> WHAT IS EXPECTED
Could you write out the data that follows, exactly and in full?
━━ INFORMATION SUPPLIED
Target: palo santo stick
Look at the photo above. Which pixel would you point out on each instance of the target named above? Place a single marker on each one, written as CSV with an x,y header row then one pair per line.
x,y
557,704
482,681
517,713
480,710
━━━━
> ANSWER TO THIS TASK
Target: palo santo stick
Look at the photo above. Which pixel would you point out on each instance of the target named above? Place a single marker on each one, written as CSV with an x,y header row then one pair per line.
x,y
557,704
482,681
517,713
480,710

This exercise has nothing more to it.